Turn every line of the rows below into a JSON list of strings, with one string per line and no blank lines. Leave the pictures out of the list.

§ §

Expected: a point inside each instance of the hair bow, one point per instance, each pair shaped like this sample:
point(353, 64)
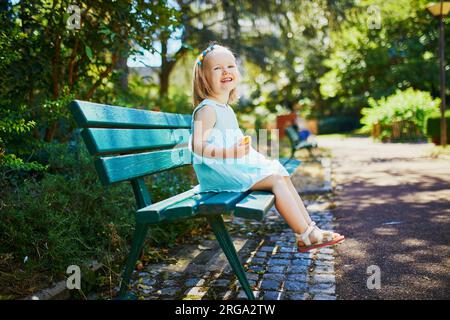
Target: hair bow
point(202, 55)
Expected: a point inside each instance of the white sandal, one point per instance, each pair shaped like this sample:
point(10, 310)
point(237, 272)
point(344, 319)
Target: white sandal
point(324, 238)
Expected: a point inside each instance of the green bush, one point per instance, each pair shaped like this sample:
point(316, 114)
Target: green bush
point(434, 125)
point(409, 107)
point(338, 124)
point(50, 220)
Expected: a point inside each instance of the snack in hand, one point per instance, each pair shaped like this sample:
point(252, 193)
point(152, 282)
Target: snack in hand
point(246, 139)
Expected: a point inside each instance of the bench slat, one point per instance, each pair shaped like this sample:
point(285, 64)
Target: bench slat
point(121, 168)
point(154, 212)
point(255, 205)
point(223, 202)
point(186, 208)
point(103, 141)
point(89, 114)
point(291, 165)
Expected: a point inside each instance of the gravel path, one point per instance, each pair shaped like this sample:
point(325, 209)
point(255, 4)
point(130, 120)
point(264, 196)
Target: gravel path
point(393, 206)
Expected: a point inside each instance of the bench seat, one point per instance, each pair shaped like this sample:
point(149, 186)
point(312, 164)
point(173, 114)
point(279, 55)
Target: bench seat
point(250, 205)
point(129, 144)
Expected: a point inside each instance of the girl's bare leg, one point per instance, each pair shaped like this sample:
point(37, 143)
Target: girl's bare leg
point(299, 201)
point(284, 201)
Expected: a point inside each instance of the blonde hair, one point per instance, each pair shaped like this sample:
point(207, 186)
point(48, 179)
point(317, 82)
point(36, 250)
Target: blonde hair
point(200, 86)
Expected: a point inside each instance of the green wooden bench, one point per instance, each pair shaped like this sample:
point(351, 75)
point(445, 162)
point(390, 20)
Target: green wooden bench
point(296, 143)
point(129, 144)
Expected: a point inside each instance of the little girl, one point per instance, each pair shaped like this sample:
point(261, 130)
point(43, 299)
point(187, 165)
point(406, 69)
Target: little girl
point(224, 160)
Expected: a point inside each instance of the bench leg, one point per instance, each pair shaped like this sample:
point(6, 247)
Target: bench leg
point(136, 247)
point(219, 229)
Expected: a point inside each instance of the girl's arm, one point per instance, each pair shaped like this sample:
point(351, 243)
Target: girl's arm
point(205, 119)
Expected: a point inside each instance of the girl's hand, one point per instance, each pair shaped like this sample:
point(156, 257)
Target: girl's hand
point(242, 147)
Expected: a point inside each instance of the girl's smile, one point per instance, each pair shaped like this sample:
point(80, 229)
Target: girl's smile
point(221, 72)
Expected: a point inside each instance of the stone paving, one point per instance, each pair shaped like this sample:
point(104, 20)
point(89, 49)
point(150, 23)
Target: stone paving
point(268, 252)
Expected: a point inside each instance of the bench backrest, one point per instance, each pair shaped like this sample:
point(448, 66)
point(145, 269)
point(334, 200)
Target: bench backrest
point(292, 134)
point(130, 143)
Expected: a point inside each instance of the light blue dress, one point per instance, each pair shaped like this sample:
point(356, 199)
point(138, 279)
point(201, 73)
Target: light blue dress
point(231, 174)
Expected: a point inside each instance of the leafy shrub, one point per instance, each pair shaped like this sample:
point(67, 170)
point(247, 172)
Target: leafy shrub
point(64, 216)
point(410, 107)
point(434, 125)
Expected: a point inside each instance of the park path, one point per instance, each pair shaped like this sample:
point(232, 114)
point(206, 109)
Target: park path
point(393, 206)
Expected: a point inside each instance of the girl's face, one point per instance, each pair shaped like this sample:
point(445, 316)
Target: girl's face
point(221, 71)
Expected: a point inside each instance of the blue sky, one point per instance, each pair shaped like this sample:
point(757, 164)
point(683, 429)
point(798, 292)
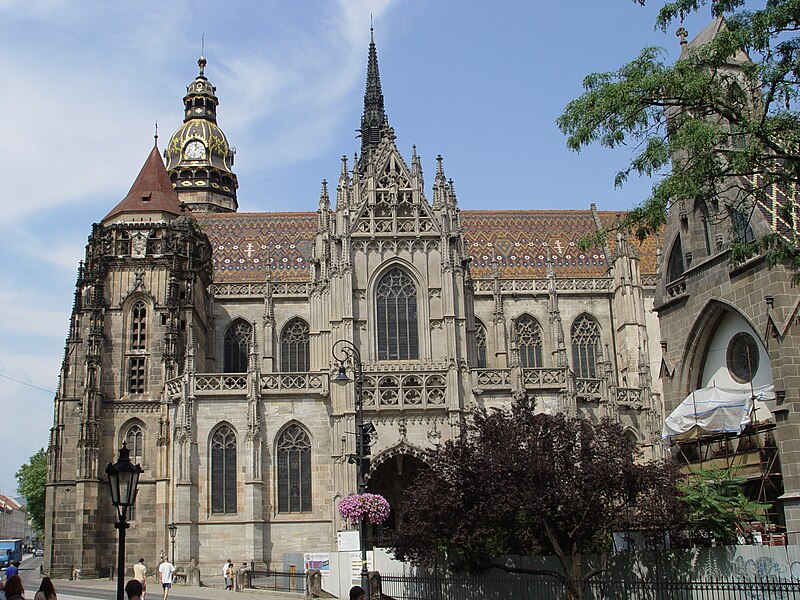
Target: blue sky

§ §

* [CORRECT RESULT]
[
  "Expected: a point inside each instance of the hair bow, one point per instance, each pair shaped like this sample:",
  "point(353, 64)",
  "Target: hair bow",
  "point(202, 55)",
  "Expected: a point inside each instance of the white sandal, one point per instance, each pair shaped like this sample:",
  "point(10, 310)",
  "point(237, 272)",
  "point(344, 319)",
  "Target: white sandal",
  "point(324, 238)",
  "Expected: a point inside each instance of the green bush, one point per instance, each pair shaped like this sample:",
  "point(316, 114)",
  "Target: green bush",
  "point(434, 125)",
  "point(409, 107)",
  "point(338, 124)",
  "point(50, 220)",
  "Expected: a point inside each instance of the snack in hand, one point per instance, each pair shaped like this sample:",
  "point(252, 193)",
  "point(152, 282)",
  "Target: snack in hand",
  "point(246, 139)",
  "Expected: a point inside each instance of the bench slat, one point per instance, each pair shaped like this sample:",
  "point(285, 64)",
  "Target: bench slat",
  "point(121, 168)",
  "point(154, 212)",
  "point(255, 205)",
  "point(223, 202)",
  "point(186, 208)",
  "point(103, 141)",
  "point(89, 114)",
  "point(291, 165)",
  "Expected: a point inside each instance of the gravel path, one point per instance, each pair shaped like this sample:",
  "point(325, 209)",
  "point(255, 4)",
  "point(130, 120)",
  "point(264, 196)",
  "Target: gravel path",
  "point(393, 206)",
  "Expected: a point inside each instance of the bench seat, one point per instance, each pair shaped like this sample:",
  "point(149, 186)",
  "point(312, 164)",
  "point(173, 114)",
  "point(279, 55)",
  "Target: bench seat",
  "point(250, 205)",
  "point(129, 144)",
  "Expected: a point inside each instance of the girl's bare leg, one point per instance, each pair shaped like this sample:",
  "point(37, 143)",
  "Target: girl's bare leg",
  "point(299, 201)",
  "point(284, 201)",
  "Expected: a point inside each instance of the blonde hair, one point per instance, each pair shaped like this sample:",
  "point(207, 186)",
  "point(48, 179)",
  "point(317, 82)",
  "point(36, 250)",
  "Target: blonde hair",
  "point(200, 86)",
  "Expected: a point inside each instance of the green wooden bench, one point per instance, each pair shaped like this sample:",
  "point(351, 75)",
  "point(445, 162)",
  "point(390, 20)",
  "Target: green wooden bench",
  "point(296, 143)",
  "point(129, 144)",
  "Expected: a point inside each instance of the little girl, one point per instance, each pair shaped like this sample:",
  "point(261, 130)",
  "point(43, 299)",
  "point(187, 165)",
  "point(406, 69)",
  "Target: little girl",
  "point(224, 160)",
  "Expected: a point inside each instance of the bench leg, one point per instance, each pair shaped like this sample:",
  "point(6, 247)",
  "Target: bench leg",
  "point(136, 247)",
  "point(219, 229)",
  "Expected: a point inside each instance of the girl's arm, one point per instance, each pair shaped like this sample:",
  "point(351, 243)",
  "Target: girl's arm",
  "point(205, 119)",
  "Expected: a point inside each instance of the girl's hand, one point per instance, each pair shaped like this sample:",
  "point(156, 257)",
  "Target: girl's hand",
  "point(242, 147)",
  "Expected: a point inside each instance of the girl's smile, one point per instance, each pair shaped like this sample:",
  "point(80, 229)",
  "Target: girl's smile",
  "point(221, 72)",
  "Expected: a point inside each instance of the stone paving, one point per instance, each pair shaped like this sample:",
  "point(104, 20)",
  "point(89, 49)",
  "point(150, 23)",
  "Target: stone paving",
  "point(268, 252)",
  "Expected: a point inside each instance of the bench backrest, one point per instance, each pair shaped like this sample:",
  "point(448, 66)",
  "point(145, 269)",
  "point(334, 200)",
  "Target: bench backrest",
  "point(292, 134)",
  "point(130, 143)",
  "Expected: a point inside each instance of the light blue dress, one point per instance, each pair shaped like this sample:",
  "point(356, 199)",
  "point(138, 279)",
  "point(201, 73)",
  "Target: light blue dress",
  "point(231, 174)",
  "Expected: a point inside each instance of the leafy shrub, one point per instance, each pair shaped like this sample:",
  "point(67, 170)",
  "point(247, 172)",
  "Target: leafy shrub",
  "point(64, 216)",
  "point(410, 107)",
  "point(434, 125)",
  "Expected: a point inside each instance of the park path, one point per instance, each pair shaped like this sample:",
  "point(232, 114)",
  "point(206, 109)",
  "Target: park path",
  "point(393, 206)",
  "Expected: a point inside each instance of the girl's face, one point per instance, each pair shaped like this sample:",
  "point(445, 316)",
  "Target: girl's face",
  "point(221, 71)",
  "Expected: a point inside each instance of the blue sky, one point per instance, each pair shaped like this sample:",
  "point(757, 164)",
  "point(683, 429)",
  "point(798, 292)",
  "Target: blue sky"
]